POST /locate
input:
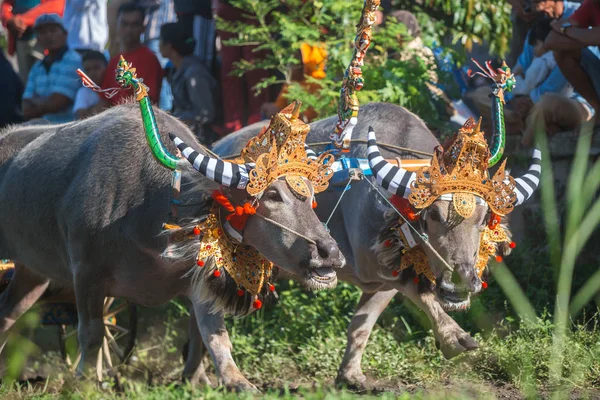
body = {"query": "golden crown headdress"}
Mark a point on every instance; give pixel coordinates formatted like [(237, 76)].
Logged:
[(279, 151), (463, 168)]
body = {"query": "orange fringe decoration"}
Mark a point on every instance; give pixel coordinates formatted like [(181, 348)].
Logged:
[(238, 214)]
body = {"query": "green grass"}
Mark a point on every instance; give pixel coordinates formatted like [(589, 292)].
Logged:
[(537, 327)]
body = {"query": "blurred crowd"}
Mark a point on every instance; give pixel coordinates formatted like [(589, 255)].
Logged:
[(555, 56), (177, 50)]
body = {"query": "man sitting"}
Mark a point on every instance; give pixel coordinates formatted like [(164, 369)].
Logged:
[(53, 81), (575, 43)]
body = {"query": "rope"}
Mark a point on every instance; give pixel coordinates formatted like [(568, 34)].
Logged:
[(424, 238), (309, 240), (360, 141), (336, 205)]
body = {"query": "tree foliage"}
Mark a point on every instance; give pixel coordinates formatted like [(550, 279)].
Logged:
[(279, 27)]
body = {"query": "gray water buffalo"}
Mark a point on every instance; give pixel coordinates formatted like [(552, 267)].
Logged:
[(362, 224), (83, 206)]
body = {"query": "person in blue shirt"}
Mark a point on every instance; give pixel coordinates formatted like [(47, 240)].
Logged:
[(555, 82), (53, 82), (576, 42)]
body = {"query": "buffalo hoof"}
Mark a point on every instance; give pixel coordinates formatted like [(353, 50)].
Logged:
[(452, 340), (240, 385), (352, 380)]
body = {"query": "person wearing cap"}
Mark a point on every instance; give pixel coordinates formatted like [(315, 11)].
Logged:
[(18, 17), (53, 81)]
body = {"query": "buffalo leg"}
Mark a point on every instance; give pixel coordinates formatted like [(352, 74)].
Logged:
[(89, 294), (24, 289), (195, 363), (450, 337), (368, 310), (216, 339)]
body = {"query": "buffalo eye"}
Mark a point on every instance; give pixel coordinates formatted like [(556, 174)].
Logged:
[(434, 215)]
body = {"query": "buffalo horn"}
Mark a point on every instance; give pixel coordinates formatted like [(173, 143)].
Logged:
[(223, 172), (395, 180)]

######

Your task: Write out every line of the listing that holds the word "person".

Exercise solution:
body = {"query": "person in blue shirt"}
body = {"query": "person wearing cap"}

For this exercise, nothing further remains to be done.